Do this:
In the comment thread on Jersey's finance industry below, retype the passage between "I would also" and "to my siblings.", inclusive.

Excerpt:
· · · · · · ·

With regard to your fight back on the “chip on shoulder” argument. I have spoken to a number of people who know of you in Jersey and they more or less say the same thing, you just want Jersey’s finance industry to collapse. Its your only objective. Until people see you in a different light it will remain the case. You are now asking people to attend a talk you are doing in March. I wouldn’t hold your breath on that one. If people think you already have an inaccurate view of Jersey’s finance industry now, which you must admit, came across that way on Panorama, how can they take any further comments as legit?
Even if I was a politician I wouldn’t bother getting into discussion with the TJN, their information , especially when they come up with figure like $18,500 Million is just pie in the sky.
Matt I doubt that rumour is true although I note Mr Christensen has not answered it !
This is only my second post to this site so please excuse if I cover old ground. However I would like to ask Mr Christensen (or Mr Murphy) if they believe that Guernsey or Jersey have made improvements to their systems in the past 10 years. I certainly hear the same things as Rupert has referred to above.
I would also like to ask why the EU gave an option to withhold tax if it was believed that this would be a sign of evasion ?
Thanking you
Henry
Dear Richard
May I make the following disclosures in response to various personal comments made on your blog.
1. I worked in the finance sector in Jersey between 1975 and 1977. I returned to the island in 1986 and worked in the finance sector throughout that year until September 1987, when I took up employment with the States of Jersey.
2. My brother Robert is employed as director of a trust company based in Saint Helier, Jersey.
3. My brother Richard is employed as an auditor in Saint Helier, Jersey.
My views about the role of tax havens in the global economy are entirely my own and cannot be attributed to my siblings.
Those who choose to cast aspersions on my motives or my sanity are welcome to read the chapter I contributed to the book “A Game As Old As Empire” published by Berret-Koehler in 2007.
best wishes
John
Rupert
Delaware -http://taxjustice.blogspot.com/2008/11/obama-and-stop-tax-haven-abuse-act.html
UK -http://www.taxjustice.net/cms/upload/pdf/Red_Pepper_-_The_Tax_Avoiders_Chancellor_-_AUG-2006.pdf
Satisfied?
As for the reactions you suffer to what we say – try Schopenhauer:
Every truth passes through three stages before it is recognized. In the first it is ridiculed, in the second it is opposed, in the third it is regarded as self-evident.
http://www.famousquotesandauthors.com/authors/arthur_schopenhauer_quotes.html
You’re in stage one or 2. The 500 are in stage 3.
The reality is we aren’t personal at all. I have nothing against you whatsoever. I do oppose what you do. I do, in my opinion entirely correctly say Jersey has chosen to support tax evasion – a choice it did not need to make. The anger and personal reactions are all yours: you project the sentiments onto us. That is your problem, not ours. Perhaps deep down you know it is true that the truth hurts.

· · · · · · ·

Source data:
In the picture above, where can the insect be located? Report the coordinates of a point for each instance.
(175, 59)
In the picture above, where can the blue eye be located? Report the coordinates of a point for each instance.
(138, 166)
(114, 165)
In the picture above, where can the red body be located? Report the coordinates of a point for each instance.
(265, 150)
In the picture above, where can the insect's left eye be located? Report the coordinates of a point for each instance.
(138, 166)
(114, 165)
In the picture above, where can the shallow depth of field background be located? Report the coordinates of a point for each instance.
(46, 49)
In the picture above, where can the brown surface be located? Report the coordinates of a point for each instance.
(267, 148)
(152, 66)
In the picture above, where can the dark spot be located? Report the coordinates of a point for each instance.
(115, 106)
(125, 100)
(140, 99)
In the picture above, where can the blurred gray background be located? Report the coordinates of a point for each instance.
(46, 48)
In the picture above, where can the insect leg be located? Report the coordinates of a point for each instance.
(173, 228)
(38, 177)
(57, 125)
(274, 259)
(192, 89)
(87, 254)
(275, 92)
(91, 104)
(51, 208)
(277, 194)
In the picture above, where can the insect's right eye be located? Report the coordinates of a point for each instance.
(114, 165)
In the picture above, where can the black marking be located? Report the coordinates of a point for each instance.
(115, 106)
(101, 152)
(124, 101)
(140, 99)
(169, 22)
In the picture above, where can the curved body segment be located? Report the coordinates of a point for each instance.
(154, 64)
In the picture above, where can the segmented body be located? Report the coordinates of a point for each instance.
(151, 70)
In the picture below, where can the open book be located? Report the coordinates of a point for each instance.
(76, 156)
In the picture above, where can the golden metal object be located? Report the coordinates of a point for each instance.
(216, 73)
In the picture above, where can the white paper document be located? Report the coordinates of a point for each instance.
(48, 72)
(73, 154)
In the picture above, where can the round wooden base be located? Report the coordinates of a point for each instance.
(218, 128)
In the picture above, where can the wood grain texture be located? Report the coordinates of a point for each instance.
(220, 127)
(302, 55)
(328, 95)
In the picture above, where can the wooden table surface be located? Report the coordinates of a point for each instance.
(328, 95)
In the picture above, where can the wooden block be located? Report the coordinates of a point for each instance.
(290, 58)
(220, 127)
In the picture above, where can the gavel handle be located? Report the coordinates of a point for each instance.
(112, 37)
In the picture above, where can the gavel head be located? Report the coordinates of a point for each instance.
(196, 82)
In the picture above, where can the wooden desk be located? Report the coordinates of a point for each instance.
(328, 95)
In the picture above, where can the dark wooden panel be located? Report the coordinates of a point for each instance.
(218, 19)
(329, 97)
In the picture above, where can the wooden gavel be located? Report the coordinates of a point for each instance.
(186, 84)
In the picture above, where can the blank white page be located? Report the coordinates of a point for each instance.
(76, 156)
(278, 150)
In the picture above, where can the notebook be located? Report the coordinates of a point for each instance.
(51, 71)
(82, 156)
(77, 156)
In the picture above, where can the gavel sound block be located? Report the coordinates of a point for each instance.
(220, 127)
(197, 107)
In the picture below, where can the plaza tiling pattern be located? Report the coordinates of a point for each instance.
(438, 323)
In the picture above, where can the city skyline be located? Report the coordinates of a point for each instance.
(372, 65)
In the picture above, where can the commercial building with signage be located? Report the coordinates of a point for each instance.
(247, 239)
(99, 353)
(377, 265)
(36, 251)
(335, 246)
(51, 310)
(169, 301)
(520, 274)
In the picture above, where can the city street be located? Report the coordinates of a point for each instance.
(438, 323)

· · · · · · ·

Output for this exercise:
I would also like to ask why the EU gave an option to withhold tax if it was believed that this would be a sign of evasion ?
Thanking you
Henry
Dear Richard
May I make the following disclosures in response to various personal comments made on your blog.
1. I worked in the finance sector in Jersey between 1975 and 1977. I returned to the island in 1986 and worked in the finance sector throughout that year until September 1987, when I took up employment with the States of Jersey.
2. My brother Robert is employed as director of a trust company based in Saint Helier, Jersey.
3. My brother Richard is employed as an auditor in Saint Helier, Jersey.
My views about the role of tax havens in the global economy are entirely my own and cannot be attributed to my siblings.